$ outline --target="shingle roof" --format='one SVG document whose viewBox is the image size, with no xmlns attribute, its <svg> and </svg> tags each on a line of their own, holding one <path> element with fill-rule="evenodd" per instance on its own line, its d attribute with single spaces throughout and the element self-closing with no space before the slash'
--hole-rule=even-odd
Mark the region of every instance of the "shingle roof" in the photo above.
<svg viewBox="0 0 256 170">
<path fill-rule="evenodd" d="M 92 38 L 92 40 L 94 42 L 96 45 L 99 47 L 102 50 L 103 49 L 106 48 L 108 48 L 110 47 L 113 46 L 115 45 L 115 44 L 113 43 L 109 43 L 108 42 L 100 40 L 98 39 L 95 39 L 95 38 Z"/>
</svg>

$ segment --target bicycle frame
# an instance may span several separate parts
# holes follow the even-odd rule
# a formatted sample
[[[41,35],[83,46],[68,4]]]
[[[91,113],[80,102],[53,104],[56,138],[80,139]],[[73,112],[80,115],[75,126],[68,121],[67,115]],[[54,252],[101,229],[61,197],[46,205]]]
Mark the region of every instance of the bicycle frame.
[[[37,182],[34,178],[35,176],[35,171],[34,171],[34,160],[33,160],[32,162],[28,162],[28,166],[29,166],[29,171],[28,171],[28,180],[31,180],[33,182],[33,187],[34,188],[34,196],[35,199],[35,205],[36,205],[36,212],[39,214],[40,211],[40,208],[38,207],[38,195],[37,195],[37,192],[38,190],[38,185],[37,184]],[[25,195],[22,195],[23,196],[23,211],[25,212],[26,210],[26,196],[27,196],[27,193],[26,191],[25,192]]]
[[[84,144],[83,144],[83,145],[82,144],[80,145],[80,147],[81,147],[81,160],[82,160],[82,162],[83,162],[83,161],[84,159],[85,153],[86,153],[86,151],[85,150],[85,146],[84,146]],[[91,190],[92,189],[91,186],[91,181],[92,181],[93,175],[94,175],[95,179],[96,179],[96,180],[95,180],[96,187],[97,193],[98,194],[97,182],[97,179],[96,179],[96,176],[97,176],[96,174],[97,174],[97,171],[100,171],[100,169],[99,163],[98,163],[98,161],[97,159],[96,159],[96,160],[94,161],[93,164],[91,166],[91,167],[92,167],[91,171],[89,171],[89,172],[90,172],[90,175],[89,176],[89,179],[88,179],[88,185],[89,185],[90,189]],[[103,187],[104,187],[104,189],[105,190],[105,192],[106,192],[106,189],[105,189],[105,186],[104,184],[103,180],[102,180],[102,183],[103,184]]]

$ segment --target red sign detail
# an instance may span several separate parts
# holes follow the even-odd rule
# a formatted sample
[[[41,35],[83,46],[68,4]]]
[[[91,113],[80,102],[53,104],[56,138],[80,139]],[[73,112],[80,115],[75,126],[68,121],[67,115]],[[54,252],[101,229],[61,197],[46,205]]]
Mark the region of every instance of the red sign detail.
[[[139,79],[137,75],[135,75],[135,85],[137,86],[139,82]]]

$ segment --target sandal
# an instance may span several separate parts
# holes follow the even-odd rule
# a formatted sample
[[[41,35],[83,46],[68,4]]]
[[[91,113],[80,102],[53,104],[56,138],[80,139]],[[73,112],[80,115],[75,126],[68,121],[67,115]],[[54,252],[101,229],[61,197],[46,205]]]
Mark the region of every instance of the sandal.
-------------------------
> _WHAT IS ASKED_
Can you reproduce all of the data above verbatim, with every line unchanged and in its original order?

> _EXERCISE ANSWER_
$ outline --target="shingle roof" --format='one SVG document whose viewBox is the image size, with no xmlns attribute, its <svg> and </svg> tags each on a line of their own, holding one <path> element with fill-rule="evenodd" per instance on its own line, its d attribute with single spaces throughout and the element self-closing with no space before the slash'
--hole-rule=even-odd
Mark the region of every instance of the "shingle roof" in the photo above.
<svg viewBox="0 0 256 170">
<path fill-rule="evenodd" d="M 92 38 L 92 40 L 94 42 L 96 45 L 99 47 L 102 50 L 103 49 L 106 48 L 108 48 L 110 47 L 113 46 L 115 45 L 115 44 L 113 43 L 109 43 L 108 42 L 100 40 L 98 39 L 95 39 L 95 38 Z"/>
</svg>

$ segment --target bicycle frame
# an instance may span several separate parts
# holes follow the even-odd rule
# a formatted sample
[[[41,35],[83,46],[68,4]]]
[[[91,113],[80,102],[53,104],[56,138],[80,139]],[[73,112],[80,115],[75,126],[68,121],[67,115]],[[54,252],[101,229],[61,197],[46,205]]]
Mark the region of every instance of the bicycle frame.
[[[37,182],[34,178],[35,176],[35,171],[34,171],[34,160],[33,160],[32,162],[28,162],[28,166],[29,166],[29,171],[28,171],[28,180],[31,180],[33,182],[33,187],[34,188],[34,196],[35,199],[35,205],[36,205],[36,212],[39,214],[40,211],[40,208],[38,207],[38,195],[37,195],[37,192],[38,190],[38,185],[37,184]],[[25,195],[22,195],[23,196],[23,211],[25,212],[26,210],[26,196],[27,196],[27,193],[26,191],[25,192]]]
[[[84,144],[83,144],[83,145],[82,144],[80,145],[80,147],[81,147],[81,160],[82,160],[82,162],[83,162],[83,161],[84,159],[85,153],[86,153],[86,151],[85,150],[85,146],[84,146]],[[91,190],[92,189],[91,186],[91,181],[92,181],[93,175],[94,175],[95,179],[96,179],[96,180],[95,180],[96,187],[97,193],[98,194],[97,182],[97,179],[96,179],[96,176],[97,176],[96,174],[97,174],[97,171],[100,171],[100,169],[99,163],[98,163],[98,161],[97,159],[96,159],[96,160],[94,161],[93,164],[91,166],[91,167],[92,167],[91,171],[89,171],[89,172],[90,172],[90,175],[89,176],[89,179],[88,179],[88,185],[89,185],[90,189]],[[103,187],[104,187],[104,189],[105,190],[105,192],[106,192],[106,189],[105,189],[105,186],[104,184],[103,180],[102,180],[102,183],[103,184]]]

$ segment --target red sign detail
# an instance may span several separate parts
# holes follow the even-odd rule
# a formatted sample
[[[41,35],[83,46],[68,4]]]
[[[91,113],[80,102],[53,104],[56,138],[80,139]],[[73,112],[80,115],[75,126],[68,121],[67,115]],[[54,252],[101,229],[61,197],[46,205]]]
Mark the region of every instance of the red sign detail.
[[[139,79],[137,75],[135,75],[135,85],[137,86],[139,82]]]

$ segment --target sandal
# an instance may span several separate parts
# holes follow the even-odd rule
# a formatted sample
[[[41,35],[83,46],[68,4]]]
[[[91,113],[80,102],[53,104],[56,138],[80,139]],[[73,112],[80,115],[75,126],[68,121],[67,115]],[[54,252],[101,229],[61,197],[46,205]]]
Mark the region of every instance of the sandal.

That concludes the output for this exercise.